Task brief >>
Locate "Q: Point out each instance of the black stripe" in the records below, then copy its line and every following line exactly, without the pictures.
═══ Information given ═══
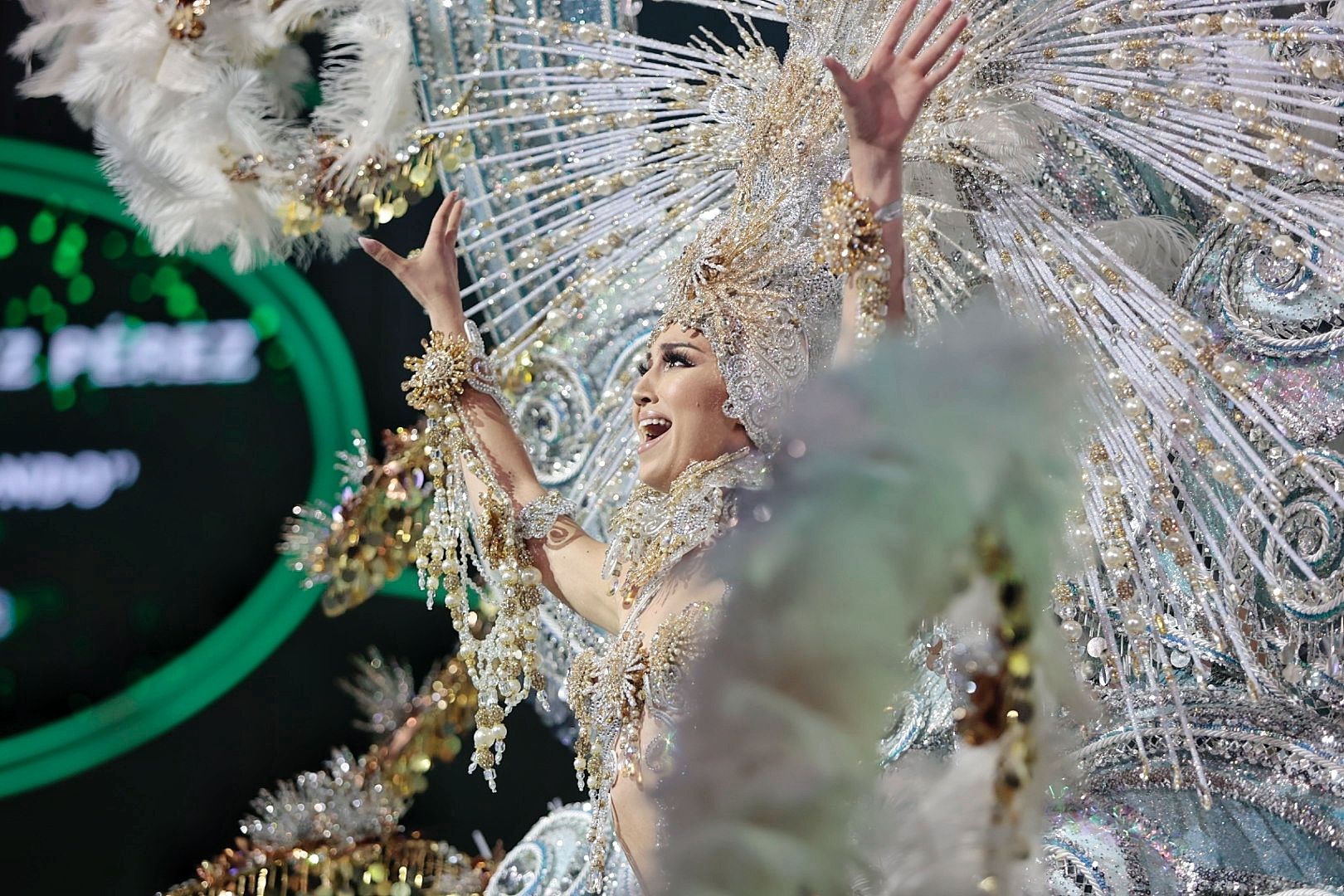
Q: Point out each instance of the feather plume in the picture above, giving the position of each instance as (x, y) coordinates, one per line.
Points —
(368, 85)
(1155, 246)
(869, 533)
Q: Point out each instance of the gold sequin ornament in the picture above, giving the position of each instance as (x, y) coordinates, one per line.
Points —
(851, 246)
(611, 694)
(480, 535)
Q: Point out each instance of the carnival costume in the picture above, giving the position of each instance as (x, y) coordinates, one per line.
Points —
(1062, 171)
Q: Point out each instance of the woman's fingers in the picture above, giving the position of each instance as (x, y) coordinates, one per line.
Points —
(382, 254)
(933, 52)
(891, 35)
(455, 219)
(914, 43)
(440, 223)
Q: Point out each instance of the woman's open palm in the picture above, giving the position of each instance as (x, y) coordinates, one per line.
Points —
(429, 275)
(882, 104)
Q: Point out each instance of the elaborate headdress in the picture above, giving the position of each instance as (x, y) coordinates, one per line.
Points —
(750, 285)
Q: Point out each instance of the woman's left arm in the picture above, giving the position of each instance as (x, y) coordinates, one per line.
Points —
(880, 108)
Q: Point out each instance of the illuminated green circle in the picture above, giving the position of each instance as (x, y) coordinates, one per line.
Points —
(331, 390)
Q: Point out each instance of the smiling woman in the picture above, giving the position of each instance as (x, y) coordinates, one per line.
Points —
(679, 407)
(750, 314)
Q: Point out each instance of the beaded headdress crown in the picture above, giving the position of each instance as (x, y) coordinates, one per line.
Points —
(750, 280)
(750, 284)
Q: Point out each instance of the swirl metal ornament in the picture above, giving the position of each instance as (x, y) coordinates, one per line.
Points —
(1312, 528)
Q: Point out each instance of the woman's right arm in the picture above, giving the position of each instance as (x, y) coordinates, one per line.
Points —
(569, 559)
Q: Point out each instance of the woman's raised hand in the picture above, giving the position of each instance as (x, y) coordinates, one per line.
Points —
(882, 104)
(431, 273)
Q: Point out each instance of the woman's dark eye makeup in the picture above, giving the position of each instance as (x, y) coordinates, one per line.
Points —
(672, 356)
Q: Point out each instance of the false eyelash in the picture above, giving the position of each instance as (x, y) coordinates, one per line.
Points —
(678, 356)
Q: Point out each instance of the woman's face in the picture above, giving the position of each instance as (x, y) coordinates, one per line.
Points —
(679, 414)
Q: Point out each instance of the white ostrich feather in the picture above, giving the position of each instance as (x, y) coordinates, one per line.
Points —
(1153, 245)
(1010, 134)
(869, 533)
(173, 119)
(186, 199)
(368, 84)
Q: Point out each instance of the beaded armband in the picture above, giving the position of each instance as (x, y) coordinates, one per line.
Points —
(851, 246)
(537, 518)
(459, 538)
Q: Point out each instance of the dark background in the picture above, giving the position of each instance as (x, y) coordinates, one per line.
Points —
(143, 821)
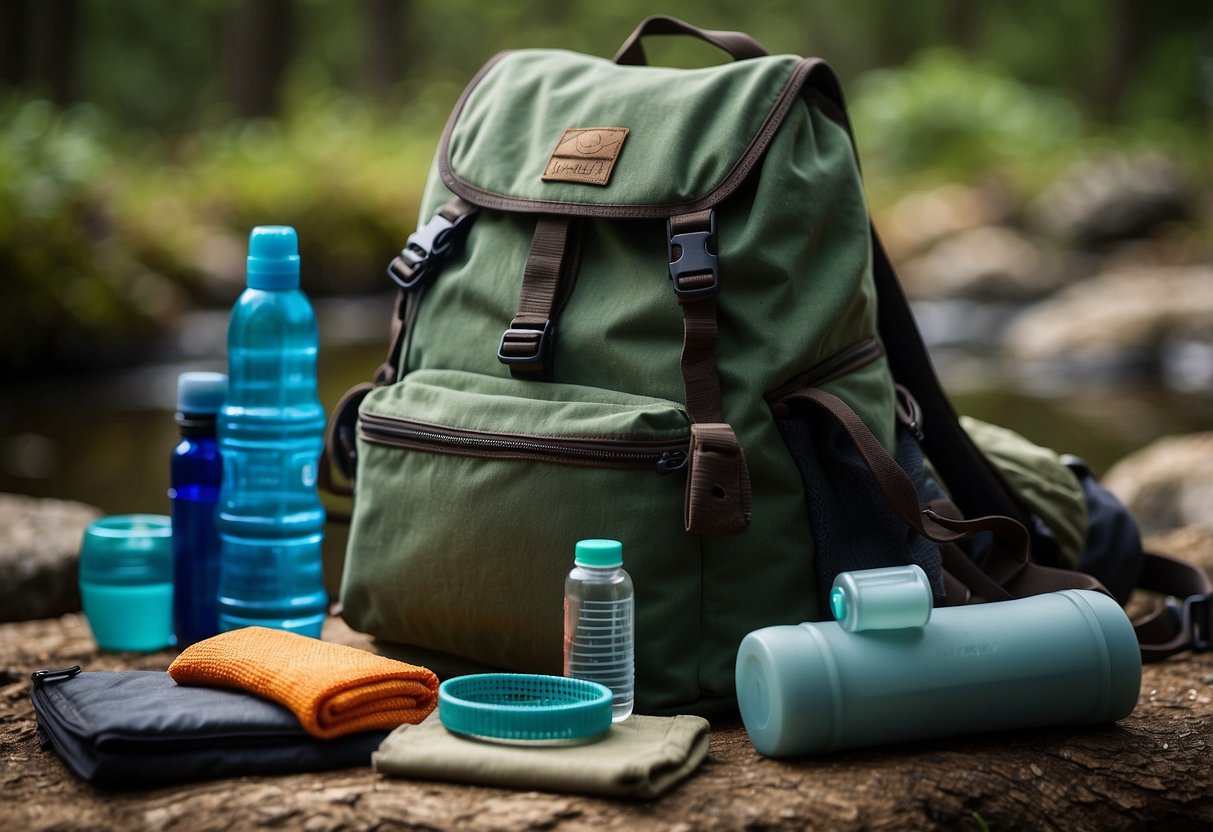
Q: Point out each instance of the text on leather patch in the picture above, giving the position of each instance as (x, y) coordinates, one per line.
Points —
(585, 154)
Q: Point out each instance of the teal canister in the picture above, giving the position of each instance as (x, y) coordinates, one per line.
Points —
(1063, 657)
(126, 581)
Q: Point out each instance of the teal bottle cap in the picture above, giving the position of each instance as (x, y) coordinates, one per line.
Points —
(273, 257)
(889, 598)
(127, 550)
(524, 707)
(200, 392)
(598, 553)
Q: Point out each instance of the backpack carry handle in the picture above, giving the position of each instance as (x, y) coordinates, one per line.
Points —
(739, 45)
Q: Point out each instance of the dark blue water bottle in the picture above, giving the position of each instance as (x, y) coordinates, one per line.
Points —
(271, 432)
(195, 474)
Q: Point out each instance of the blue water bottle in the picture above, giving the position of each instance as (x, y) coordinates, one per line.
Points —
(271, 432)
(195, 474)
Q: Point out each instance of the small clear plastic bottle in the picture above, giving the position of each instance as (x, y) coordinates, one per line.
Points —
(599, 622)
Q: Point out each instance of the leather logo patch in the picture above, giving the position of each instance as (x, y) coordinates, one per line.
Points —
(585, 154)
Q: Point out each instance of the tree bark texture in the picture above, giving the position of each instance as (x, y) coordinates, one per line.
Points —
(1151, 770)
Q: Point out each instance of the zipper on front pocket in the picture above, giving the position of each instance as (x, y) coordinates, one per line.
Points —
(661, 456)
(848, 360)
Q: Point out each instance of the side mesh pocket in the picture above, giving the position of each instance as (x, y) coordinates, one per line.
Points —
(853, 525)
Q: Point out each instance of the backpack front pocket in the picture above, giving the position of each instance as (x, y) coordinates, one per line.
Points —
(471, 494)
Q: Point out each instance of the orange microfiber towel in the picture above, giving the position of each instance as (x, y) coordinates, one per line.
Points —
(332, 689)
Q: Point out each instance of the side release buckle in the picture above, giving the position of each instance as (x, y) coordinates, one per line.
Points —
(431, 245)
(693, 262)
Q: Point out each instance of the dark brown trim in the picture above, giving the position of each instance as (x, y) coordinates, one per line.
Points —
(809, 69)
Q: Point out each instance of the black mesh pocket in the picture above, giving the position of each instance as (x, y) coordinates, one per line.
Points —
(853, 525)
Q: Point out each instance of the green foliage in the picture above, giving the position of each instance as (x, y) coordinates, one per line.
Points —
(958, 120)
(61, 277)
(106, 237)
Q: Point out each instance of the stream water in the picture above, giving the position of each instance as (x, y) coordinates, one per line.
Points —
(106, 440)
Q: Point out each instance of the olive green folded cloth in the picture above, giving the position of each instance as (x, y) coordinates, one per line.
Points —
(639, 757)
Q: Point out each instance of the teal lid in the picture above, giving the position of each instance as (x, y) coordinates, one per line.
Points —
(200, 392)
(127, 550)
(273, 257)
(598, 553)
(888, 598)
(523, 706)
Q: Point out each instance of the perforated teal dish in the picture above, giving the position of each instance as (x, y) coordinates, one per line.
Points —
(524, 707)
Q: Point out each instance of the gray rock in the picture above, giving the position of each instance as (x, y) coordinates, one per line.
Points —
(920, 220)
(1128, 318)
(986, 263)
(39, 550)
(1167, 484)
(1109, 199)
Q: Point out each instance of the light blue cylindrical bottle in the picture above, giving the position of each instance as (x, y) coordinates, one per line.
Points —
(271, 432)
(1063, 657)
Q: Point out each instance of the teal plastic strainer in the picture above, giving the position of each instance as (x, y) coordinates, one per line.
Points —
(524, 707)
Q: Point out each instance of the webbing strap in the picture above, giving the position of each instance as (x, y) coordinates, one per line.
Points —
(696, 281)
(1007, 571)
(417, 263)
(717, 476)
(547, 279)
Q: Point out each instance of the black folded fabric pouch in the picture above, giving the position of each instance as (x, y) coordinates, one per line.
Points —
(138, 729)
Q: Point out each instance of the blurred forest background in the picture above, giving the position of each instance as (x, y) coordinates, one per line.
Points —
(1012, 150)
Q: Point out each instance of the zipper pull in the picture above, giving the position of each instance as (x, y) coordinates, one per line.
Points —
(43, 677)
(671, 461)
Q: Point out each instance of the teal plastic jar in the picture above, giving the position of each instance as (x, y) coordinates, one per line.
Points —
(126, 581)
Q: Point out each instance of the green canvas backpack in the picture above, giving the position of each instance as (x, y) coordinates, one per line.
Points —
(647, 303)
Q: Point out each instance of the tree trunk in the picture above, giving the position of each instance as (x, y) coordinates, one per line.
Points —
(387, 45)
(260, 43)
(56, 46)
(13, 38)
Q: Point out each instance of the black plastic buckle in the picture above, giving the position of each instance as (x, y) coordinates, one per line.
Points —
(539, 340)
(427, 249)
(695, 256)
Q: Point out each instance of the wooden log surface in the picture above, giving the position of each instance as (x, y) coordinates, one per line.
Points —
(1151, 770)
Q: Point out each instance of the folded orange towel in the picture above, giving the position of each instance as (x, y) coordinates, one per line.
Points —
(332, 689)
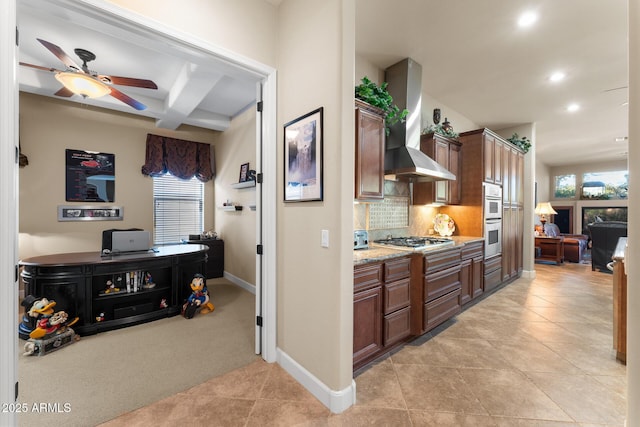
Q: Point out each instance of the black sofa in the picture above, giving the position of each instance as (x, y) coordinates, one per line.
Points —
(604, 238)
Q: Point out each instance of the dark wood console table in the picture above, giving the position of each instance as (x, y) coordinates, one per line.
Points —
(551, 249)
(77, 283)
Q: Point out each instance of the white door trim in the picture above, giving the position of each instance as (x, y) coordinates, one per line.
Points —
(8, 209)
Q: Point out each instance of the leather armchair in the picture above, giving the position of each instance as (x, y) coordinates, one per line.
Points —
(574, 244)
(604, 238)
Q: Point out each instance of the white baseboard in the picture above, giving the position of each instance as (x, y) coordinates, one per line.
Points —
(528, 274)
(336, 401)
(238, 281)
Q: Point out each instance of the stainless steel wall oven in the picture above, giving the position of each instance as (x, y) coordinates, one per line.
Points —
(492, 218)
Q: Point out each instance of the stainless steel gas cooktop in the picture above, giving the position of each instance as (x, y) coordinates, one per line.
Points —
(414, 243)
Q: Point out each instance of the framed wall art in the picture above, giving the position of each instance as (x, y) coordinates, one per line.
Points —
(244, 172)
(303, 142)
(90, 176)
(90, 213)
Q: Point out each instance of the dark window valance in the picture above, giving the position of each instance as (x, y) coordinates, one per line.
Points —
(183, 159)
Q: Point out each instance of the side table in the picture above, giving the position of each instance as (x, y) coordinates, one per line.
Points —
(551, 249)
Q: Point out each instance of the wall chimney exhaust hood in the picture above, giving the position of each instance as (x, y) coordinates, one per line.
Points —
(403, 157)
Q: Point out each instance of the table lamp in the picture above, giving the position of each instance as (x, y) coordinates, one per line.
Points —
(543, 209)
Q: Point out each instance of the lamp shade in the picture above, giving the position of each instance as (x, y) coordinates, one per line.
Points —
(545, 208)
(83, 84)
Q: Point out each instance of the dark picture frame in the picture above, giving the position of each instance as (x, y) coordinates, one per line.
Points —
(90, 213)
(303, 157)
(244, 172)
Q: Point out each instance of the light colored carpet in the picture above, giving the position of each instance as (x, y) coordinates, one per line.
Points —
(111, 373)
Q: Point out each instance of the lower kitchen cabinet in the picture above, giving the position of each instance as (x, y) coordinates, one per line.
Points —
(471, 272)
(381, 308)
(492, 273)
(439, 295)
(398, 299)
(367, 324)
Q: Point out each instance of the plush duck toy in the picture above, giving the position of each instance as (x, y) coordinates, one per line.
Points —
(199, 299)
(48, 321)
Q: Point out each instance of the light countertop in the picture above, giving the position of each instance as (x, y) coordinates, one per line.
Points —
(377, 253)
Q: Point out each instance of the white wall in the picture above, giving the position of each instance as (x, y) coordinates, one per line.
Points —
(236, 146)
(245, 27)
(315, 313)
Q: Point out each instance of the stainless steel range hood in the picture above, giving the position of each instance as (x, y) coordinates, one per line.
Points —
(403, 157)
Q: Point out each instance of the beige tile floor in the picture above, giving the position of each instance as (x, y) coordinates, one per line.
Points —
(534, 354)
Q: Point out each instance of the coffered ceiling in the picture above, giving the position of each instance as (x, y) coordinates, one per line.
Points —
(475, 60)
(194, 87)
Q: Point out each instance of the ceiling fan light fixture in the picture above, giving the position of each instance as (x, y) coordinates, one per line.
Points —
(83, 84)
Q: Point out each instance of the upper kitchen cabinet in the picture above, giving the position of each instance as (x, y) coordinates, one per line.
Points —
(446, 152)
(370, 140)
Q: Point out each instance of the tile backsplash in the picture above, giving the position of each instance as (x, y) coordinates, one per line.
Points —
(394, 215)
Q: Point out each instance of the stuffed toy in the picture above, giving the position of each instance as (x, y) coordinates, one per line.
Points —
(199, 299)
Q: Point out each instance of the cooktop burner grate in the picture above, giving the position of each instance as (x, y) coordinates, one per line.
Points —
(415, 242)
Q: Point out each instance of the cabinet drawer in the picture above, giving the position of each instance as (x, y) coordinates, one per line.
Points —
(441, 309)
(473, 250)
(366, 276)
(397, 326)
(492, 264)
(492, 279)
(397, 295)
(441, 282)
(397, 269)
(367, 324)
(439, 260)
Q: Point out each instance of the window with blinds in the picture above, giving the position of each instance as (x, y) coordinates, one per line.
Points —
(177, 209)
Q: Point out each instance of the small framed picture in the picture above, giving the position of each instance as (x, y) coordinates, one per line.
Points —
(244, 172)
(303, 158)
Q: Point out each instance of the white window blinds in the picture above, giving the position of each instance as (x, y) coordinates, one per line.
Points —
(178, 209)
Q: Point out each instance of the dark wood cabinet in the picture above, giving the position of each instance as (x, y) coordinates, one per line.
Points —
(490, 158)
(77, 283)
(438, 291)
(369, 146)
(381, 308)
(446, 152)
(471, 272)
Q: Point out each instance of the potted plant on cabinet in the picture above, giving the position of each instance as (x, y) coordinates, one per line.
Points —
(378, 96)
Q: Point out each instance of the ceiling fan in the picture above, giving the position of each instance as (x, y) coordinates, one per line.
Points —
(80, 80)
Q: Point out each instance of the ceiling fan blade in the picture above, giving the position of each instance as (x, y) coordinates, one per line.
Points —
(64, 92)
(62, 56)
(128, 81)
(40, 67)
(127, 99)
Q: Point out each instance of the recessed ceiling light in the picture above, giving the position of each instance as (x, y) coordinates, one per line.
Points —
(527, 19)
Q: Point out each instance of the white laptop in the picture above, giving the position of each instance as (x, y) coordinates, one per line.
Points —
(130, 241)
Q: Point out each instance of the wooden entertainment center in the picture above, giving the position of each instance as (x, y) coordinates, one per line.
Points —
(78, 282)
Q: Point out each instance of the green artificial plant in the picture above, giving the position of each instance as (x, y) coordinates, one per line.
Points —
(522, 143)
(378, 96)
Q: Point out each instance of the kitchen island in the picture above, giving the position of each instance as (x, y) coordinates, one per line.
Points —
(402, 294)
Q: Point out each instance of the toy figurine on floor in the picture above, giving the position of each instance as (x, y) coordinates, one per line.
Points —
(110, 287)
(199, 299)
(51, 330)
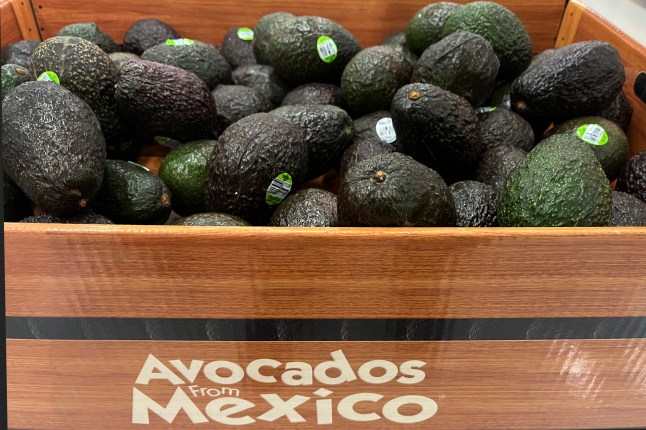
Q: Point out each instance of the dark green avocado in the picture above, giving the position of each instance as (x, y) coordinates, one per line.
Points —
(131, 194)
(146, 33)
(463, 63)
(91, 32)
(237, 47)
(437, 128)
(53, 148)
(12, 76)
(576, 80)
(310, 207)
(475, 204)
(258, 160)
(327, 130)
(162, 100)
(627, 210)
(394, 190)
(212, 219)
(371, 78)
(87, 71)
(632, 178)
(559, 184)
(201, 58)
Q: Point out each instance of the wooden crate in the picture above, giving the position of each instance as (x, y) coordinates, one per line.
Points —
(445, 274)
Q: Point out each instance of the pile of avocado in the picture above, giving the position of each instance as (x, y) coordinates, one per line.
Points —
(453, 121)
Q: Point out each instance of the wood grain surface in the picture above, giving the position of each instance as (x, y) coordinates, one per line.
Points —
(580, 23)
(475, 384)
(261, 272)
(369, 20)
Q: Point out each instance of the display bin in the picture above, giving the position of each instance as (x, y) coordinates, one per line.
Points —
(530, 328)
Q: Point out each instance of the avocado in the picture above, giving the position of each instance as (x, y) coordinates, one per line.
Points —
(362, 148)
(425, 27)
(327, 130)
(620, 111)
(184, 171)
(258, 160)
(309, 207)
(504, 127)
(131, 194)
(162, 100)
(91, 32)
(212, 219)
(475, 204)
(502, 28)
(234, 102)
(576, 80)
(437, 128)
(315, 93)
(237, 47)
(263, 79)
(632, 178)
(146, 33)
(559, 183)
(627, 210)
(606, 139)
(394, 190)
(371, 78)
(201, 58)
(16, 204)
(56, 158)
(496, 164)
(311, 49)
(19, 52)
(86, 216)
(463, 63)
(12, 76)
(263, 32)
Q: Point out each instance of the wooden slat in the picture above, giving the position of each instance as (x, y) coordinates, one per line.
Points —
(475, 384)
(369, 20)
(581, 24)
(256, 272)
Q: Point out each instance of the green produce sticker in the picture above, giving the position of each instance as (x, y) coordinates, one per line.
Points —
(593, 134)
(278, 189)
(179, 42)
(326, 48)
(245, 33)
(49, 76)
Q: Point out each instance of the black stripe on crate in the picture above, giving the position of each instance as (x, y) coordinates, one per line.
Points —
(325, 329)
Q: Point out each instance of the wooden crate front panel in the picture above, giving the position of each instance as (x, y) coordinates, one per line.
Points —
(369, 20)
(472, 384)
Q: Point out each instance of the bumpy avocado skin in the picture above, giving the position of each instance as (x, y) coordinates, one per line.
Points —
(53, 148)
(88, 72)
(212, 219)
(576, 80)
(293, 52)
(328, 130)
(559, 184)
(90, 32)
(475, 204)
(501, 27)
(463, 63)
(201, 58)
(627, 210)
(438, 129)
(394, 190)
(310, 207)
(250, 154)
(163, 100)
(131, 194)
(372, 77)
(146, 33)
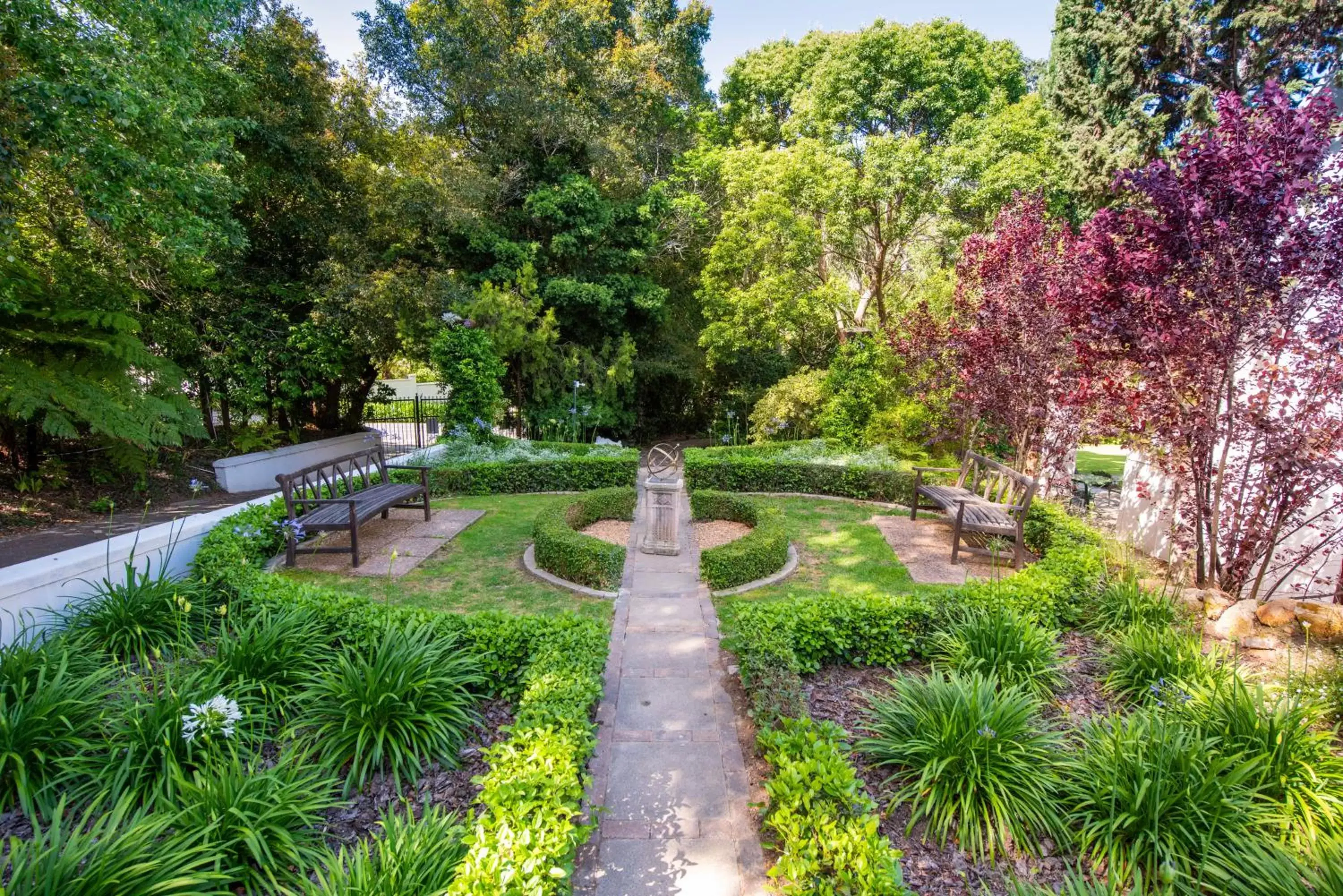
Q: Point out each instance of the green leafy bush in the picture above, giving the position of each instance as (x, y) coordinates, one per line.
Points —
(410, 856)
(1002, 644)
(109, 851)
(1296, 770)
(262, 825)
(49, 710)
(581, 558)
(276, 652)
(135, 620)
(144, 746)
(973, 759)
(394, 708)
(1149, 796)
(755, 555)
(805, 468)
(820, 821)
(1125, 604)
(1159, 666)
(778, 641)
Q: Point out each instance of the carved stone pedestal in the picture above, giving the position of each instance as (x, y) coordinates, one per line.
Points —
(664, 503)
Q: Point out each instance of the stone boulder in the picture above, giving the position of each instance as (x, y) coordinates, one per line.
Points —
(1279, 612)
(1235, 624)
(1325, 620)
═══
Final answer >>
Q: Point out each instance of the black stripe on crate in the picture above, giving the position of each instance as (x, y) coordinates, one per line.
Points —
(325, 329)
Q: Point out each instance of the wooden crate front panel in the picture above, giving the position of each instance as (x, y) coordinates, one per line.
Points —
(369, 20)
(472, 384)
Q: Point out each instance of the bumpy avocado skin in the picture above, giving the position of each instance as (x, y) coordinates, one per line.
Points —
(53, 148)
(88, 72)
(212, 219)
(576, 80)
(293, 52)
(328, 130)
(559, 184)
(90, 32)
(475, 204)
(501, 27)
(463, 63)
(201, 58)
(627, 210)
(438, 129)
(394, 190)
(310, 207)
(250, 154)
(163, 100)
(131, 194)
(372, 77)
(146, 33)
Q: Point out each instance of the green leafy bush in the picture above, giving the position of each instance as (x, y) coordinates, one per line.
Points —
(410, 856)
(1002, 644)
(109, 851)
(1296, 770)
(262, 825)
(49, 710)
(581, 558)
(276, 652)
(135, 620)
(144, 746)
(973, 759)
(394, 708)
(1149, 796)
(755, 555)
(805, 468)
(820, 821)
(1125, 604)
(1159, 666)
(778, 641)
Q: Point out each instance of the carved stone pedestal in the picture above, giving the position of each instance as (x, y) coordinates, one per line.
Points —
(664, 503)
Q: Point out each instance of the stone boulder in the picture above, giving the position of each instance as (x, y) coordinates, one per line.
Points —
(1279, 612)
(1235, 624)
(1325, 620)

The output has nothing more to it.